[[ Extracted text, beginning ]]
A procession of mourners, all dressed in white, passed through the stained glass doors of St. Joseph the Worker Church Thursday morning to say one final goodbye to Berkeley High students Jazy, 17, and Angel Sotelo Garcia, 15, teen brothers killed in a shooting earlier this month.
A few hundred attendees, including brothers, cousins, aunts, friends and teammates from the Tecos soccer team, packed into the same Berkeley church where Jazy and Angel had been baptized as infants. The day’s rituals — viewing the bodies, a mass and eulogies in English and Spanish, a final blessing, a burial at Mt. Eden Cemetery in Hayward — offered relief for the grieving family.
“Lo único que yo quería es que los muchachos estuvieran ya aquí, en un lugar descansando, para nosotros poder venir como familia a hablar con ellos, a verlos,” Maria Sotelo, Jazy and Angel’s mother, said after burying her sons. (“The only thing I wanted was for the boys to be here, in a resting place, so that we could come as a family to talk to them, to see them.”)
At Mt. Eden, family and friends decorated a single grave, in which both caskets had been stacked, with bouquets of red and white roses, letters and a soccer ball in honor of the brothers. Sotelo chose the Hayward cemetery so she and her four remaining children, ages 14, 9, 6 and 3, could visit regularly after soccer practice. Around the grave, a group of aunts started singing Juan Gabriel’s Amor Eterno a capella as relatives took sips from a bottle of tequila and a toddler used a tissue to wipe away tears from her mother’s face.
The funeral marks a new chapter for the family, which had put their grieving process on hold for weeks while they waited for autopsies of the boys, delayed by a backlog caused by a shortage of doctors and a recent uptick in county homicides. Jazy and Angel were killed while attending a classmate’s birthday party Oct. 1 in North Oakland, and a vigil, organized with help from a parent group called Latinos Unidos de Berkeley, was held days later. As of Thursday, Oakland police had not shared any new information about arrests or the progress of their investigation.
Melani Garcia Macias, a 20-year-old cousin who grew up so close to the boys that she calls them her brothers, said she doesn’t know what the future holds for their family now. Jazy and Angel were the oldest of six siblings. “We haven’t read the prologue for the [new] chapter,” she said. They would be taking it “one day at a time.”
In the church, loved ones gave eulogies for the brothers while community members wrapped their arms around one another and listened in the pews. Garcia Macias described the brothers as “sweethearts” who she’ll think about every single day. Veronica Valerio, a former principal at Sylvia Mendez Elementary School, remembered Jazy’s love of reading and the mischievous glint (travieso) in Angel’s eyes when she asked him if he had been an angel that day.
[[ Extracted text, end ]]
[[ Stored data, beginning ]]
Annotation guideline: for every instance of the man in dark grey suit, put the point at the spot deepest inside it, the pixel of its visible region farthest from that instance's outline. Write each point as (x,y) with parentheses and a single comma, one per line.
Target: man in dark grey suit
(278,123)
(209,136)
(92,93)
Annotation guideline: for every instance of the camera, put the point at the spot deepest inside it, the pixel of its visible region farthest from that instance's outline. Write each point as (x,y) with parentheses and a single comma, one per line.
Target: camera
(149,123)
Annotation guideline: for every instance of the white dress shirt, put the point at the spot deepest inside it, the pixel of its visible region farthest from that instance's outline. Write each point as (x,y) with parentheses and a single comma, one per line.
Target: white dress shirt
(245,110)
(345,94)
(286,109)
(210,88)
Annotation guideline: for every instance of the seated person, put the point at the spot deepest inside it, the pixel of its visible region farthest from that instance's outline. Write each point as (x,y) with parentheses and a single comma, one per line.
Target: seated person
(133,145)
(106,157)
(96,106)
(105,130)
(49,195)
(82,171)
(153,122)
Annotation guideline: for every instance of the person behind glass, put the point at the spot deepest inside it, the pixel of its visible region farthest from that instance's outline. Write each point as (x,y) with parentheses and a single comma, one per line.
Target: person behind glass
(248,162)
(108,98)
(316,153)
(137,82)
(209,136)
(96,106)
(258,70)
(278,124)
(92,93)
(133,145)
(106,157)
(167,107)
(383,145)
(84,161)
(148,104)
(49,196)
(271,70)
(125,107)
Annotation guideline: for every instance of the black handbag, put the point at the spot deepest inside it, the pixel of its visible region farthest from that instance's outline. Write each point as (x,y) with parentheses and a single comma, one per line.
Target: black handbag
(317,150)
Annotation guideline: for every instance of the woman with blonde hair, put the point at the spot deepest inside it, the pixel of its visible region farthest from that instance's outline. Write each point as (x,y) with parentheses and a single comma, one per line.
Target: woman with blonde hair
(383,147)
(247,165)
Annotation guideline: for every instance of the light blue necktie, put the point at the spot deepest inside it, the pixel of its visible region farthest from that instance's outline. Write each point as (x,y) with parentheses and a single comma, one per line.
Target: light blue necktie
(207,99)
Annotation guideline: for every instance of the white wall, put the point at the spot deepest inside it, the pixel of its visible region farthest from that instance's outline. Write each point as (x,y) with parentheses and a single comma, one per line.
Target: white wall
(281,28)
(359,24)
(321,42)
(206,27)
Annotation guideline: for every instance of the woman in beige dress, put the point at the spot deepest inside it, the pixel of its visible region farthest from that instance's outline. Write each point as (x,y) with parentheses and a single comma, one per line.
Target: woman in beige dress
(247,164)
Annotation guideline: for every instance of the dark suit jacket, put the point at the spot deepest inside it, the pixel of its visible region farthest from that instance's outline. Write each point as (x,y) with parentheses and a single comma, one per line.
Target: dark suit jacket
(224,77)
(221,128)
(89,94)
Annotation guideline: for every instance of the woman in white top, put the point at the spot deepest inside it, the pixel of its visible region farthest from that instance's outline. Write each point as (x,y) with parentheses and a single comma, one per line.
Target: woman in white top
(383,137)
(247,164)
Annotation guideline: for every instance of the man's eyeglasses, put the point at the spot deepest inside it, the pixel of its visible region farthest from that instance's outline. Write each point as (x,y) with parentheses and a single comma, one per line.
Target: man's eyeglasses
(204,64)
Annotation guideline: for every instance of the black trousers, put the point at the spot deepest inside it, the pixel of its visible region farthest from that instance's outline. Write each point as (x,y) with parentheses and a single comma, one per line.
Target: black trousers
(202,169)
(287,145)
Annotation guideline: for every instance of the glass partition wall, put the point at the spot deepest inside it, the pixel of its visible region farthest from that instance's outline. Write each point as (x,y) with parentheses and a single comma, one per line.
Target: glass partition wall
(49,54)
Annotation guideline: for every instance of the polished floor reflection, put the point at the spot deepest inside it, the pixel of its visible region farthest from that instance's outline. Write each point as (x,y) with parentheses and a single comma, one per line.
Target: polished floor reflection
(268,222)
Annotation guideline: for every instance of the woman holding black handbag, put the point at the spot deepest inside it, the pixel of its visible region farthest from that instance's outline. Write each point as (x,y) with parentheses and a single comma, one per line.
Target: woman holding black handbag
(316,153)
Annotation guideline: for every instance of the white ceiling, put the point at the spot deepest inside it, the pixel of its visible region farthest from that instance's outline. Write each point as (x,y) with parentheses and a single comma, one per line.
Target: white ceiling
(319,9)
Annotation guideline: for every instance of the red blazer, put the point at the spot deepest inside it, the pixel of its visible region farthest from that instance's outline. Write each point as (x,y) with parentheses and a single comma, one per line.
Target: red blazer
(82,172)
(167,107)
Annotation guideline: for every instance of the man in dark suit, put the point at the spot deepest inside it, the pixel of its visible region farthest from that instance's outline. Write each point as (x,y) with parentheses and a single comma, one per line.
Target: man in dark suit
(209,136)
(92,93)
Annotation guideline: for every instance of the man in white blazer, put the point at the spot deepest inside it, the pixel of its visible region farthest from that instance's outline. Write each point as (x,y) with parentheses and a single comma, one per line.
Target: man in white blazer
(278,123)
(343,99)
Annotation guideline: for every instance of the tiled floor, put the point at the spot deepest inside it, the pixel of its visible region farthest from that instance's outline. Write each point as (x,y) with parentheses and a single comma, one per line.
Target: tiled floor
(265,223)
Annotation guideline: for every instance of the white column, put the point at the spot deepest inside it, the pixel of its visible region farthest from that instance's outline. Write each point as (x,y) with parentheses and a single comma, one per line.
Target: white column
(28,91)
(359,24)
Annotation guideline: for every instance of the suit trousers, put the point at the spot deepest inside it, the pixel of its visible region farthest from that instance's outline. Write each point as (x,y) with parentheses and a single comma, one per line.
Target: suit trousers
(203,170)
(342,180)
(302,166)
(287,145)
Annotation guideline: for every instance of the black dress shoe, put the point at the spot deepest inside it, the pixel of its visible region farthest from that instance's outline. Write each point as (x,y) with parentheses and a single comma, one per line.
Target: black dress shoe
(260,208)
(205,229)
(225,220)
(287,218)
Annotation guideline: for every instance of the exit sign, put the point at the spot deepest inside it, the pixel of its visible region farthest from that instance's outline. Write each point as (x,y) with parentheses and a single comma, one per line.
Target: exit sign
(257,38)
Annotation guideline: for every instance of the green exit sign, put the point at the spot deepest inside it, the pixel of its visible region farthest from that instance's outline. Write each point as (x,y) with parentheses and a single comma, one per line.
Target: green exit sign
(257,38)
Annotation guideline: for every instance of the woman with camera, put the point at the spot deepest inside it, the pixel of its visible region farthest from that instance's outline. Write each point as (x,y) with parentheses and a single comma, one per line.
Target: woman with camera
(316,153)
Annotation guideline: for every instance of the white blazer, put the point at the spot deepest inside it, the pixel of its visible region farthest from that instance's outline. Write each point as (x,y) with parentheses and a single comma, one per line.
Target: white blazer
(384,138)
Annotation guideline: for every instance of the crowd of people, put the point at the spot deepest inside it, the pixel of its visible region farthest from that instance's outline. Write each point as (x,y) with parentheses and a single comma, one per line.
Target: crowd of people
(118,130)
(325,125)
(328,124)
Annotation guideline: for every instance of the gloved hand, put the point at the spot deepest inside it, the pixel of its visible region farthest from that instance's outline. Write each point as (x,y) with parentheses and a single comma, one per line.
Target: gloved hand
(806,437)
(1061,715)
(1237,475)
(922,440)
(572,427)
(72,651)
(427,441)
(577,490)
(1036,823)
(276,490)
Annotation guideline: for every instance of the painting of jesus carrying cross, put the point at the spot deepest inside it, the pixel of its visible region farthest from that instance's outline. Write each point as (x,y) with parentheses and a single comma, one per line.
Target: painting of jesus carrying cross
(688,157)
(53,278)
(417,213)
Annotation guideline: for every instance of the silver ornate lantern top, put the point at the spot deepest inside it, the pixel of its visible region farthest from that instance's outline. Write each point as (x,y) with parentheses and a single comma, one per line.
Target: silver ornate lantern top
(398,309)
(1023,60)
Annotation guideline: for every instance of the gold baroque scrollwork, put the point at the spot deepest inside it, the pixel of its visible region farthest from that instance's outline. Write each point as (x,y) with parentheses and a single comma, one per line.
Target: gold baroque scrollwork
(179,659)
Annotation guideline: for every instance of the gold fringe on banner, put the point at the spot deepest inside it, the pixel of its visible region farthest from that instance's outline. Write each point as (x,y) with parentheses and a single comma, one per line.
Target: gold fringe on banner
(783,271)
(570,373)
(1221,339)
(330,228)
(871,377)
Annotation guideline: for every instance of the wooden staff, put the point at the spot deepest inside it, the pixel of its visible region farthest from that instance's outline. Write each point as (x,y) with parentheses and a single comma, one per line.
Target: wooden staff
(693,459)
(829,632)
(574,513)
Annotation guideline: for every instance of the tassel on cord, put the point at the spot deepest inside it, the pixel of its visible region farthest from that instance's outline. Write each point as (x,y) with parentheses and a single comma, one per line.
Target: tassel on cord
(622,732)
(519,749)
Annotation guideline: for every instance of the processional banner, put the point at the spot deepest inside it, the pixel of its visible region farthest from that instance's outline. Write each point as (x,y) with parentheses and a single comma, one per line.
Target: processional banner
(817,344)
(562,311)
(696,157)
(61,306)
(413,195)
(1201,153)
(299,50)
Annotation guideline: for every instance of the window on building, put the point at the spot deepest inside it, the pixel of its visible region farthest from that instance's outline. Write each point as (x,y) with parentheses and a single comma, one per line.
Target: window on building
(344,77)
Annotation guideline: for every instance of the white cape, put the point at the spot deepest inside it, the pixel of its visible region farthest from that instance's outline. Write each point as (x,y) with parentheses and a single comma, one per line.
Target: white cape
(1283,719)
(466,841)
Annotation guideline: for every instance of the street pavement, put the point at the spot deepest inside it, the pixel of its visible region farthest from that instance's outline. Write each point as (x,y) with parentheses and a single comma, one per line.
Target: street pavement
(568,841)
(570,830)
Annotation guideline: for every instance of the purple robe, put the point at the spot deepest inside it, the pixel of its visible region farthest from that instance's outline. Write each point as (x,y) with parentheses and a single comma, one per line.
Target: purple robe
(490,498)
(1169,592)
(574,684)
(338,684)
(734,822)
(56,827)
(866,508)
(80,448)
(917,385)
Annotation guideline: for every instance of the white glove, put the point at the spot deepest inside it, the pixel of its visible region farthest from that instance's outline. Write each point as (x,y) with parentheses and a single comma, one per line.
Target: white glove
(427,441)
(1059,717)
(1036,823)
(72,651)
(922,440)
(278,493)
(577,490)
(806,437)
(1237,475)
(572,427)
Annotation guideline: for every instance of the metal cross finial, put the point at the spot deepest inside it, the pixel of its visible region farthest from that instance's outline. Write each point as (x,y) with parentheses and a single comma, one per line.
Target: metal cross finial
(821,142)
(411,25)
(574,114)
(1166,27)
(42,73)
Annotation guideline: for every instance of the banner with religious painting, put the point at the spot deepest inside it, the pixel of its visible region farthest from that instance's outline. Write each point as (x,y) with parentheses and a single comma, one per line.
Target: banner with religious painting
[[ Stored data, end ]]
Work item. According to the funeral article, in which cemetery were Jazy and Angel buried?

Task response. Mt. Eden Cemetery in Hayward